→ Exercise instructions: Rewrite the records below from the line containing "Category: electrical outlet" down to the end, switching "coffee maker" to "espresso machine" and leaving everything else unchanged.

— START Data in this exercise —

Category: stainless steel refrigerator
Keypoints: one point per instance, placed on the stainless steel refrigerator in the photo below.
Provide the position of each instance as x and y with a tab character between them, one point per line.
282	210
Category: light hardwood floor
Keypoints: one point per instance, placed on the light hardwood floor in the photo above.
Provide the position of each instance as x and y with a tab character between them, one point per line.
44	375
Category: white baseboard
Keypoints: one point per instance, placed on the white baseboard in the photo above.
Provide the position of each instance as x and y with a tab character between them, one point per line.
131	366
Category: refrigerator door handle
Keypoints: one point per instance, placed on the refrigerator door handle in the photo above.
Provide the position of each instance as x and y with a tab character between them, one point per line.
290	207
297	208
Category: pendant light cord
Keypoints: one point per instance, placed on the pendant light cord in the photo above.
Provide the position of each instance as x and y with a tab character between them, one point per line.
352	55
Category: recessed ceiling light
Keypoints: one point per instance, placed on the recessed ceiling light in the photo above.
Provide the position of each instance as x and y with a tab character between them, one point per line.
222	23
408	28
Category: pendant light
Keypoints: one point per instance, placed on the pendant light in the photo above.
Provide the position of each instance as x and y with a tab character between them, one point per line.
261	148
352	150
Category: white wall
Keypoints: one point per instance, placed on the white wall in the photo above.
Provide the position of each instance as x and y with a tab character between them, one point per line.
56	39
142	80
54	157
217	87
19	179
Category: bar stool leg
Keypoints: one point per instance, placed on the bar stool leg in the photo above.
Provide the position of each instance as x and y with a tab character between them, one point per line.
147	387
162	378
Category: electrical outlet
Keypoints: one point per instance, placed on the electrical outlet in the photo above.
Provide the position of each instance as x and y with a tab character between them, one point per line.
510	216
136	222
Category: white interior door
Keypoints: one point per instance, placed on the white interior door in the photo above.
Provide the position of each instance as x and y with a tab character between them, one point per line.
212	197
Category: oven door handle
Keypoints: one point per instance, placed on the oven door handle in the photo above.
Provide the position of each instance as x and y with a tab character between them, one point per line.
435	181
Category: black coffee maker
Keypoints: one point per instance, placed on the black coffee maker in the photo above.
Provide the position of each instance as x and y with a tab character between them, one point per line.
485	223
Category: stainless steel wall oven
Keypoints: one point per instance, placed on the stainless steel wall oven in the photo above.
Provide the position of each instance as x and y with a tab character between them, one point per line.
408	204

— END Data in this exercise —

→ Finished task:
Category: electrical outlet
Keypoints: one point per instance, placed on the electrical outlet in the photo above.
Provide the position of each instance as x and y with a tab character between them, one point per line.
510	216
136	222
Category: white interior door
Keypoints: one point per instance, placed on the white interior door in the photo above.
Provide the position of each instance as x and y with a tab character between them, one point per line.
212	197
Category: oven door handle
Keypoints: one point per instance, placed on the oven door handle in the photo above.
Provide the position of each instance as x and y with a tab character between them, one point per line.
435	181
Category: black espresso machine
Keypoints: one point per instance, placed on the black espresso machine in the photo above.
Provide the position of each instance as x and y with a tab character between them, one point per line.
485	223
Category: stainless steel wall oven
Keypoints: one point per instance, placed on the stainless steel wall oven in the photo above.
Provide the position of each instance as x and y with a tab character between them, one point per line.
408	204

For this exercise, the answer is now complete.